Satan a suffisamment d'hérétiques bien placés ─ le mieux placé d'entre eux étant le pape François ─ pour répandre ses mensonges; tout ce qu'il attend de ceux qui se gardent de les répandre est qu'ils se taisent. Combien ils se mentent à eux-mêmes en disant que leur silence les maintient du bon côté ! En ne "se tenant pas dans la Vérité", ils ont menti au monde et ont été vaincus par le monde et finalement , ils se sont mentis à eux-mêmes.
B) Le Frankenstein canonique de la FSSPX
Vont-ils jamais se lasser de faire la quadrature du cercle et de faire des cercles autour de carrés, année après année? L'an dernier, ce fut à propos des ordinations et des confessions, maintenant il s'agit de mariages. Pour résumé, Monseigneur Fellay veut que tout prêtre de la FSSPX demande au diocèse d’avoir la juridiction ordinaire, et de n'utiliser la juridiction de suppléance que par défaut.

1. Le problème est que la doctrine et la praxis conciliaires sont vraiment très éloignées de l'enseignement de l'Eglise et même des paroles du Christ Lui-même. C'est la raison pour laquelle les fidèles doivent être protégés, car dans le forum du Novus Ordo, le mariage est devenu quelque chose de tellement fragile, tellement dissoluble. Le Pape François est le boucher du mariage en ce moment même ...

2. La forme extraordinaire du mariage, que nous utilisons maintenant, n'est pas sujette à la permission de l'ordinaire. Elle est basée sur la loi ordinaire, qui autorise un homme et une femme à se marier quand le canal ordinaire de l'autorité fait défaut: (canon 1098). Certains ont essayé d'invalider ce cas d'exception, dans la préparation de Vatican II (utile et éliminée par le Cardinal Bea)*. Monseigneur Fellay ne se rend pas compte qu'une loi d'exception n'est normalement pas soumise à la loi, et même si elle l'était, il lui faudrait prendre beaucoup plus de mesures qu'un communiqué de Menzingen, qu'il soit simple ou même alambiqué n'y fera rien.

* Mais la commission préparatoire a sagement rejeté cet essai.

3. Menzingen, en reconnaissant qu'on ne peut pas opérer sous deux types de juridiction (l'ordinaire et celle de suppléance (canon 209)), place la Fraternité et toutes les autres communautés amies sous une double juridiction contradictoire. Bref, il prétend créer quelque chose d’hybride de forme mi-carré et mi-cercle.

**MATÉRIEL FOURNI:**
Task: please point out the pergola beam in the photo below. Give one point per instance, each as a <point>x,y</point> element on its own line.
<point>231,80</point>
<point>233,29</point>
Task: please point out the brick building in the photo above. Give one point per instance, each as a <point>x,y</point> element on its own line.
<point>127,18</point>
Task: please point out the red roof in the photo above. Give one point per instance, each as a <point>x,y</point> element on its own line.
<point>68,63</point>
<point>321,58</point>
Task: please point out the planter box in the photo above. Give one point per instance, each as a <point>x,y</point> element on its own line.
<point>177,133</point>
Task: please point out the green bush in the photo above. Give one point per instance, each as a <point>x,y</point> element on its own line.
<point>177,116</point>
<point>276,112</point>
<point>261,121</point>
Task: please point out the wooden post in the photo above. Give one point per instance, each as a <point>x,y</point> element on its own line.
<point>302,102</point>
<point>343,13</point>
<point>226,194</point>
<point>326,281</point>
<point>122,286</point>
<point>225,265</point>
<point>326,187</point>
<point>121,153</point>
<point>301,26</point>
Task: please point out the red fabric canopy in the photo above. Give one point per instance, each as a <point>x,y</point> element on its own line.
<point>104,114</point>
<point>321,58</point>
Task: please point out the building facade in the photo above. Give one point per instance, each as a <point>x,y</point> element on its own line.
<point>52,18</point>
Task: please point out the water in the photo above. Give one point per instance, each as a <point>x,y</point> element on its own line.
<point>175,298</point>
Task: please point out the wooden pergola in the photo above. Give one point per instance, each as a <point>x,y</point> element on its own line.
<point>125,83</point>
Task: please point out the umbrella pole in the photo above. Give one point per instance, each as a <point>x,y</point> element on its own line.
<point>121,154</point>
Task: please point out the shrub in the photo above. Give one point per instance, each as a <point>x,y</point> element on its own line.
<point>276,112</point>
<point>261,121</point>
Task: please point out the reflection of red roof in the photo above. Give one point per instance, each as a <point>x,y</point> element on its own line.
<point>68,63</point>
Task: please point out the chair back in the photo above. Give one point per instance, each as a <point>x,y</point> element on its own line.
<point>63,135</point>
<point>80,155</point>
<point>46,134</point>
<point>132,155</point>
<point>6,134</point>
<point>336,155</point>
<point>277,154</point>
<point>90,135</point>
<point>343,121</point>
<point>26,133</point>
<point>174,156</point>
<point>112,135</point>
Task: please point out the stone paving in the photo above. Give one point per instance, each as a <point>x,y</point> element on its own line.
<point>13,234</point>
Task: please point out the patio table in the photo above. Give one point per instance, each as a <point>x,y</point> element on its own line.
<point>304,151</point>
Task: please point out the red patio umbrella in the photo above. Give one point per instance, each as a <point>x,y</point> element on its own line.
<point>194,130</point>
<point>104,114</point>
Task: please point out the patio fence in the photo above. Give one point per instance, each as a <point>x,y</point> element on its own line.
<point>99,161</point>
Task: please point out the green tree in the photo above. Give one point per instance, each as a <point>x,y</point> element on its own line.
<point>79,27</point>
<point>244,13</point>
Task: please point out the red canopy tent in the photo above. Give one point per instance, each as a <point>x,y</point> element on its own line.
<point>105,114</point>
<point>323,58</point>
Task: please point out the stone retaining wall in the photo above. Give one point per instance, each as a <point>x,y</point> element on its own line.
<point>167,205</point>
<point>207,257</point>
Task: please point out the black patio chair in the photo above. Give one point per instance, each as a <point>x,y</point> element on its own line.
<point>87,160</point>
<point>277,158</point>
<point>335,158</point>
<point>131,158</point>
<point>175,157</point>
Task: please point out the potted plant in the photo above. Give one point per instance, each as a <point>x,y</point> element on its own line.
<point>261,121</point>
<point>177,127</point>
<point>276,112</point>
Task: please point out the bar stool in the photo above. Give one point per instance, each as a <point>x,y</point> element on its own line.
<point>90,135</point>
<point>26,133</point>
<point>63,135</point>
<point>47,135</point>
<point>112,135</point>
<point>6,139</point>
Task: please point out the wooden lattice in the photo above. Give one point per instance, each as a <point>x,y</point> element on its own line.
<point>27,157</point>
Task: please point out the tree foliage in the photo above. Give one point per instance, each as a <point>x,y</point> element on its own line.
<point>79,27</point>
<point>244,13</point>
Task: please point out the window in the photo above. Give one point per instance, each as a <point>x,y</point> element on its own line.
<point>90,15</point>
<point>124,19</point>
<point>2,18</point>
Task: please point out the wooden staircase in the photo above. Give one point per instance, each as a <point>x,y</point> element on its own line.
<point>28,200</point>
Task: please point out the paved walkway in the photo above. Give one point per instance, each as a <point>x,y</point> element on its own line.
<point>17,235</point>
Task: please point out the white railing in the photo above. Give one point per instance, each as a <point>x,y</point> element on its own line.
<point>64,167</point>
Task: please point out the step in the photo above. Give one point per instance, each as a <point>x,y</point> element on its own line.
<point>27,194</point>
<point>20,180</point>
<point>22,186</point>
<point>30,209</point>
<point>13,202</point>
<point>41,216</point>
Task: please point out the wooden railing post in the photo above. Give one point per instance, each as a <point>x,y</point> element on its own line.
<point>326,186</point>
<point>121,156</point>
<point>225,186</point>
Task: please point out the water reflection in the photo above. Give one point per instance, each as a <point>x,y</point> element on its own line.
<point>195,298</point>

**COURT EXERCICE 1:**
D'après le texte sur la FSSPX, quel canon permet à un homme et une femme de se marier lorsque le canal ordinaire de l'autorité fait défaut ?
**COURT EXERCICE 2:**
Poursuivez le texte sur la FSSPX à partir de sa dernière phrase.

**RÉPONSE PROPOSÉE 1:**
Le canon 1098.

**RÉPONSE PROPOSÉE 2:**
4. Que va-t-on faire des mariages de la FSSPX que les autorités conciliaires déclarent invalides? Nous faut-il lancer une pétition auprès des officiels du Novus Ordo pour valider certains de nos mariages pendant qu'ils considèrent les autres invalides? Et s'ils "engendrent une guérison" à la racine de nos mariages, que peuvent-ils faire alors des mariages qu'ils ont cassés? (je connais plusieurs cas aux Etats-Unis, aux mains de la Fraternité Saint Pierre)?

5. Comme Benoît en 2007, François met seulement un nouvel emballage sur la position du Novus Ordo à propos des mariages de la FSSPX. La soi-disant offre généreuse qu'il fait, était déjà en vigueur, comme elle l'était déjà avant Benoît, Jean Paul II avait déjà donné l'autorisation de célébrer la vraie messe à condition que Vatican II et la nouvelle messe soient acceptés. Dans ce document, François donc en aucun cas ne concède la validité des mariages de la FSSPX sans la forme canonique du Novus Ordo.

Et donc Monseigneur Fellay n'a pas de quoi le remercier.
C) La réaction française
Et malgré cela, les choses ne se passent pas comme prévu pour la reconnaissance canonique en tranches, en étapes, en phases, en deux petits pas en avant ...

Sept doyens et trois communautés se sont levées contre l'idées de soumettre nos mariages au Novus Ordo. Le problème est important, puisque même l'abbé Puga, qui était supposé remplacer l'abbé de la Roque, soutient les doyens (l'abbé Vassal est hors circuit, sans doute parce que ses antécédents sont connus même en France).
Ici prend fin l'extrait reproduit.